[Written exercise] Transcribe all of the records word for word, but omit the pictures.

[Records for this task]
□ □ □ □
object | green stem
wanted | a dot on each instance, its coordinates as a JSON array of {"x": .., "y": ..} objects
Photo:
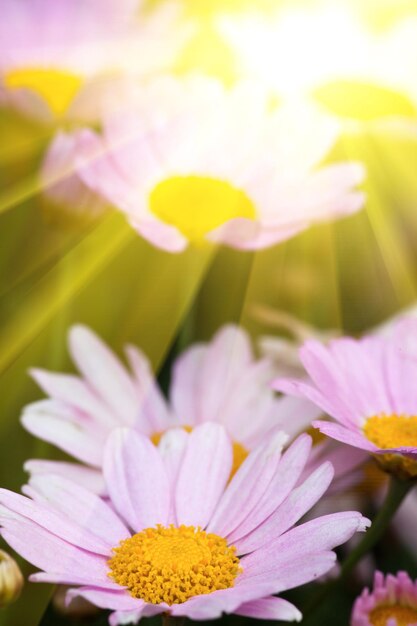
[{"x": 397, "y": 491}]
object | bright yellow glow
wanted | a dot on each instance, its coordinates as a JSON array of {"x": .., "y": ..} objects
[
  {"x": 168, "y": 564},
  {"x": 362, "y": 101},
  {"x": 327, "y": 50},
  {"x": 56, "y": 87},
  {"x": 198, "y": 204}
]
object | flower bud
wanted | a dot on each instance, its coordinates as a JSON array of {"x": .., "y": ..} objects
[
  {"x": 11, "y": 579},
  {"x": 78, "y": 608}
]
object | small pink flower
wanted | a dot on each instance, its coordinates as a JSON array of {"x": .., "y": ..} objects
[
  {"x": 392, "y": 602},
  {"x": 368, "y": 387},
  {"x": 218, "y": 545}
]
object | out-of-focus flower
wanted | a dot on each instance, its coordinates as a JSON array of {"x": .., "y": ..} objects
[
  {"x": 220, "y": 381},
  {"x": 284, "y": 351},
  {"x": 57, "y": 55},
  {"x": 368, "y": 387},
  {"x": 193, "y": 161},
  {"x": 176, "y": 516},
  {"x": 392, "y": 602},
  {"x": 11, "y": 579},
  {"x": 62, "y": 187}
]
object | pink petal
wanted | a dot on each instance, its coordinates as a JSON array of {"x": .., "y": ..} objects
[
  {"x": 52, "y": 521},
  {"x": 270, "y": 608},
  {"x": 203, "y": 475},
  {"x": 321, "y": 534},
  {"x": 340, "y": 433},
  {"x": 87, "y": 477},
  {"x": 75, "y": 393},
  {"x": 106, "y": 598},
  {"x": 153, "y": 415},
  {"x": 186, "y": 383},
  {"x": 48, "y": 421},
  {"x": 136, "y": 479},
  {"x": 104, "y": 373},
  {"x": 80, "y": 506},
  {"x": 52, "y": 554},
  {"x": 296, "y": 505},
  {"x": 247, "y": 486},
  {"x": 296, "y": 571},
  {"x": 286, "y": 477}
]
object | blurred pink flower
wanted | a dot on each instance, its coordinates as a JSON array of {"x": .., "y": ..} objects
[
  {"x": 56, "y": 55},
  {"x": 391, "y": 602},
  {"x": 171, "y": 510},
  {"x": 194, "y": 161},
  {"x": 220, "y": 381}
]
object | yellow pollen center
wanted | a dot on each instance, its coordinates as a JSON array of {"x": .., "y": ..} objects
[
  {"x": 403, "y": 615},
  {"x": 198, "y": 204},
  {"x": 57, "y": 88},
  {"x": 169, "y": 564},
  {"x": 393, "y": 431},
  {"x": 239, "y": 452}
]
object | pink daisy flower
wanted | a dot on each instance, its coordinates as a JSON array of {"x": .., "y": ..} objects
[
  {"x": 220, "y": 381},
  {"x": 218, "y": 545},
  {"x": 56, "y": 54},
  {"x": 368, "y": 387},
  {"x": 392, "y": 602},
  {"x": 193, "y": 161}
]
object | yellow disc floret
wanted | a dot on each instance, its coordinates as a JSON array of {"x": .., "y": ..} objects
[
  {"x": 393, "y": 431},
  {"x": 170, "y": 564},
  {"x": 403, "y": 615},
  {"x": 57, "y": 88},
  {"x": 198, "y": 204}
]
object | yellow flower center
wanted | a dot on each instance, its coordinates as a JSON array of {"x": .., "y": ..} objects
[
  {"x": 403, "y": 615},
  {"x": 169, "y": 564},
  {"x": 239, "y": 452},
  {"x": 198, "y": 204},
  {"x": 56, "y": 87},
  {"x": 393, "y": 431}
]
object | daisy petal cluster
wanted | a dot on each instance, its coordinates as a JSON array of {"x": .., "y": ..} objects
[
  {"x": 391, "y": 602},
  {"x": 263, "y": 186},
  {"x": 367, "y": 386},
  {"x": 220, "y": 382},
  {"x": 177, "y": 535}
]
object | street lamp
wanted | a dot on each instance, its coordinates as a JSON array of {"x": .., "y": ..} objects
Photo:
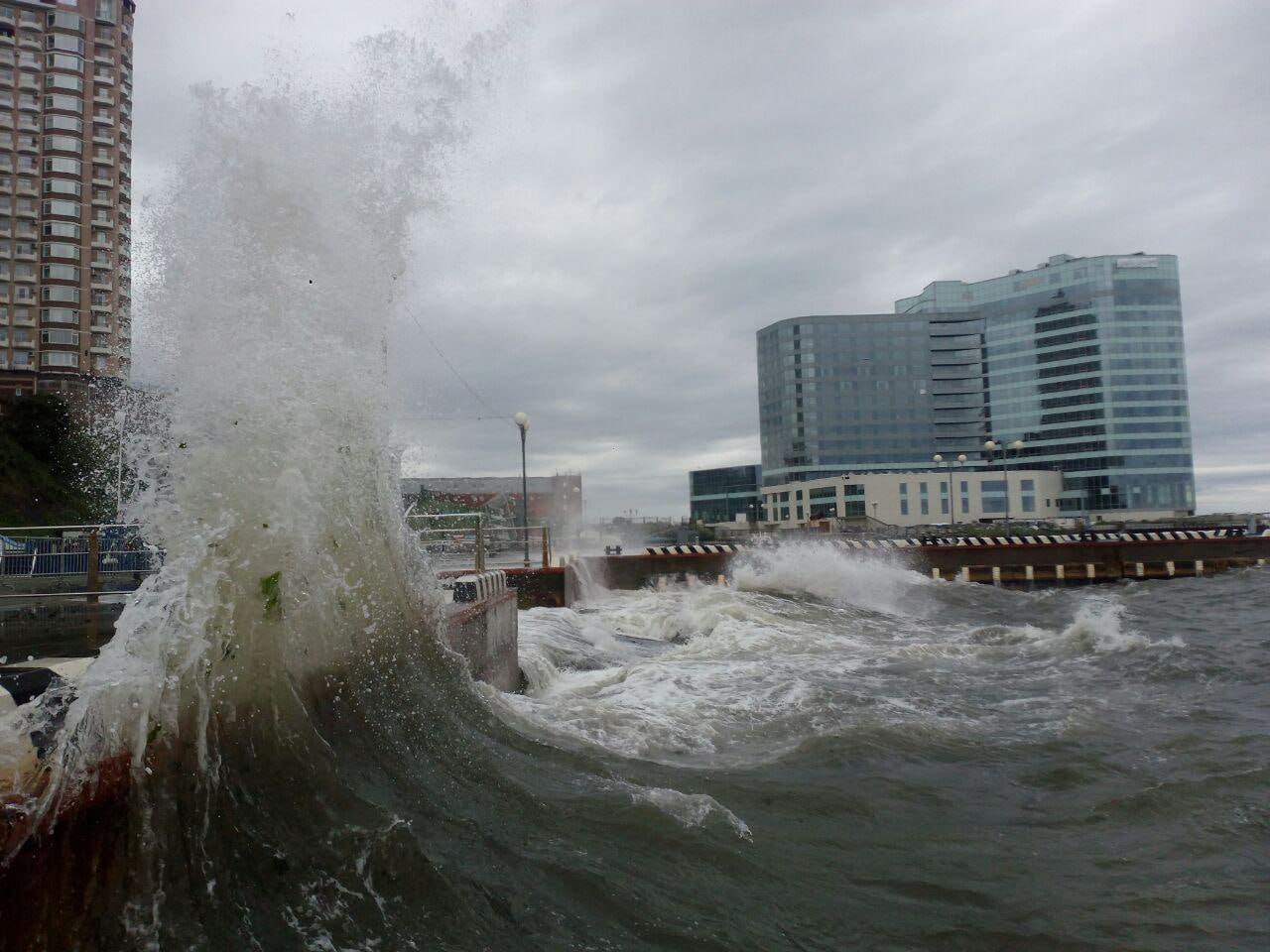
[
  {"x": 522, "y": 422},
  {"x": 993, "y": 445}
]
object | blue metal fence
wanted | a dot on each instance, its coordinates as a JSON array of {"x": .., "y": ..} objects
[{"x": 64, "y": 549}]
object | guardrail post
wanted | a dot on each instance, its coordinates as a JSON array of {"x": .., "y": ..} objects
[{"x": 94, "y": 551}]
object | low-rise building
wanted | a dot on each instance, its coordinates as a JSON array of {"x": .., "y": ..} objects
[
  {"x": 554, "y": 500},
  {"x": 916, "y": 498}
]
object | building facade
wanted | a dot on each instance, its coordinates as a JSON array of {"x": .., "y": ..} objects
[
  {"x": 1080, "y": 358},
  {"x": 64, "y": 193},
  {"x": 856, "y": 393},
  {"x": 1083, "y": 361},
  {"x": 911, "y": 499},
  {"x": 725, "y": 494}
]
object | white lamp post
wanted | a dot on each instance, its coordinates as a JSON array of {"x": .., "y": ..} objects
[{"x": 522, "y": 422}]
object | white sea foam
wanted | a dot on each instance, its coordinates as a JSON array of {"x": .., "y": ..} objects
[
  {"x": 832, "y": 575},
  {"x": 690, "y": 809},
  {"x": 267, "y": 476},
  {"x": 711, "y": 675}
]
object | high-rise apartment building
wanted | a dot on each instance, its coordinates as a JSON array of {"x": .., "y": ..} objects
[
  {"x": 1080, "y": 358},
  {"x": 64, "y": 193}
]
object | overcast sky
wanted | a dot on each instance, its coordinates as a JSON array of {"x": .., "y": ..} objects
[{"x": 648, "y": 182}]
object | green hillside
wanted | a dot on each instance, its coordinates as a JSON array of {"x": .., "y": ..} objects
[{"x": 49, "y": 466}]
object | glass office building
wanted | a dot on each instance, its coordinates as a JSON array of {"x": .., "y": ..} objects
[
  {"x": 1080, "y": 358},
  {"x": 726, "y": 494},
  {"x": 867, "y": 393}
]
□ □ □ □
[Written solution]
object | green stem
wanted | a dot on each instance, its coordinates as a JSON array of {"x": .., "y": ..} objects
Photo:
[{"x": 397, "y": 491}]
object | bright yellow glow
wanted | a dot on each instance, its coordinates as a JSON array of {"x": .., "y": ..} objects
[
  {"x": 168, "y": 564},
  {"x": 362, "y": 101},
  {"x": 327, "y": 50},
  {"x": 56, "y": 87},
  {"x": 198, "y": 204}
]
object | flower bud
wanted | a dot on each instance, its coordinates as a JSON array of {"x": .., "y": ..} objects
[
  {"x": 11, "y": 579},
  {"x": 78, "y": 608}
]
object | small pink flower
wanted | a dot on each instance, its coordinates as a JSON array of {"x": .., "y": ..} objects
[
  {"x": 392, "y": 602},
  {"x": 368, "y": 387},
  {"x": 218, "y": 545}
]
object | out-of-focus flower
wanted | a dot on each instance, its coordinates as a JSON array of {"x": .., "y": ..} objects
[
  {"x": 220, "y": 381},
  {"x": 284, "y": 351},
  {"x": 57, "y": 55},
  {"x": 368, "y": 387},
  {"x": 193, "y": 161},
  {"x": 176, "y": 516},
  {"x": 392, "y": 602},
  {"x": 11, "y": 579},
  {"x": 62, "y": 187}
]
object | pink petal
wanted | a dot on each instance, its coordinates as a JSON array of {"x": .., "y": ..} objects
[
  {"x": 52, "y": 521},
  {"x": 270, "y": 608},
  {"x": 203, "y": 475},
  {"x": 321, "y": 534},
  {"x": 340, "y": 433},
  {"x": 87, "y": 477},
  {"x": 75, "y": 393},
  {"x": 106, "y": 598},
  {"x": 153, "y": 415},
  {"x": 186, "y": 383},
  {"x": 48, "y": 421},
  {"x": 136, "y": 479},
  {"x": 104, "y": 373},
  {"x": 80, "y": 506},
  {"x": 52, "y": 554},
  {"x": 296, "y": 505},
  {"x": 247, "y": 486},
  {"x": 296, "y": 571},
  {"x": 286, "y": 477}
]
object | blurred pink flower
wanted | a dot on each instance, its coordinates as a JSON array of {"x": .., "y": ..} objects
[
  {"x": 56, "y": 55},
  {"x": 391, "y": 602},
  {"x": 171, "y": 510},
  {"x": 194, "y": 161},
  {"x": 220, "y": 381}
]
object | yellow pollen center
wanted | a dot on each instance, its coordinates as a JSON array of {"x": .., "y": ..} objects
[
  {"x": 403, "y": 615},
  {"x": 198, "y": 204},
  {"x": 57, "y": 88},
  {"x": 169, "y": 564},
  {"x": 393, "y": 431},
  {"x": 239, "y": 452}
]
object | pink daisy flower
wanted | a dot on each instance, its coordinates as a JSON array of {"x": .., "y": ..} objects
[
  {"x": 220, "y": 381},
  {"x": 218, "y": 545},
  {"x": 56, "y": 54},
  {"x": 368, "y": 387},
  {"x": 392, "y": 602},
  {"x": 193, "y": 161}
]
object | yellow disc floret
wanted | a dot on each instance, its coordinates as a JSON array of {"x": .., "y": ..} objects
[
  {"x": 393, "y": 431},
  {"x": 170, "y": 564},
  {"x": 403, "y": 615},
  {"x": 57, "y": 88},
  {"x": 198, "y": 204}
]
object | yellow flower center
wanted | a dot on each instance, its coordinates as a JSON array of {"x": .., "y": ..} objects
[
  {"x": 403, "y": 615},
  {"x": 169, "y": 564},
  {"x": 239, "y": 452},
  {"x": 198, "y": 204},
  {"x": 56, "y": 87},
  {"x": 393, "y": 431}
]
object | daisy petal cluster
wanted | a dot on each instance, its coordinates as a JSON array of {"x": .., "y": ..} objects
[
  {"x": 391, "y": 602},
  {"x": 263, "y": 186},
  {"x": 367, "y": 386},
  {"x": 220, "y": 382},
  {"x": 177, "y": 535}
]
object | street lamp
wanted | a dot on each instance, its coordinates as a JSON array of {"x": .., "y": ..} objects
Photo:
[
  {"x": 522, "y": 422},
  {"x": 993, "y": 445}
]
object | blue metal fence
wanted | a dot on each instance, its coordinates as a JSON array of {"x": .., "y": ..} objects
[{"x": 64, "y": 549}]
object | guardrail post
wanted | a dot on each instance, its coordinates as a JSON array of {"x": .., "y": ..} objects
[{"x": 94, "y": 551}]
object | low-rise building
wanted | a dot on each instance, its coordinates as a JSON array of {"x": .., "y": ..} objects
[
  {"x": 554, "y": 500},
  {"x": 916, "y": 498}
]
object | building facade
wanted | a dot on each instance, its coordinates as a JSON array of {"x": .., "y": ..} objects
[
  {"x": 1080, "y": 358},
  {"x": 64, "y": 193},
  {"x": 856, "y": 393},
  {"x": 1083, "y": 361},
  {"x": 911, "y": 499},
  {"x": 725, "y": 494}
]
object | white lamp post
wanted | a dot on each instance, its coordinates as a JSON array of {"x": .., "y": ..} objects
[{"x": 522, "y": 422}]
object | white sea foam
wanted | a dot on each instance, its coordinates as a JSON array of {"x": .., "y": ..} objects
[
  {"x": 832, "y": 575},
  {"x": 690, "y": 809},
  {"x": 267, "y": 476},
  {"x": 711, "y": 675}
]
object | high-rise apartment building
wanted | a dot on each instance, its coordinates as a JSON array of {"x": .., "y": ..} objects
[
  {"x": 1080, "y": 358},
  {"x": 64, "y": 193}
]
object | overcast sky
wanted | a dot on each instance, its coordinates as a JSON array of {"x": .., "y": ..} objects
[{"x": 648, "y": 182}]
object | green hillside
wanted | a dot on each instance, its coordinates as a JSON array of {"x": .., "y": ..} objects
[{"x": 49, "y": 466}]
object | glass office building
wanted | a dot on each instance, its coordinates as a JSON array of {"x": .., "y": ..} objects
[
  {"x": 1080, "y": 358},
  {"x": 726, "y": 494},
  {"x": 867, "y": 393}
]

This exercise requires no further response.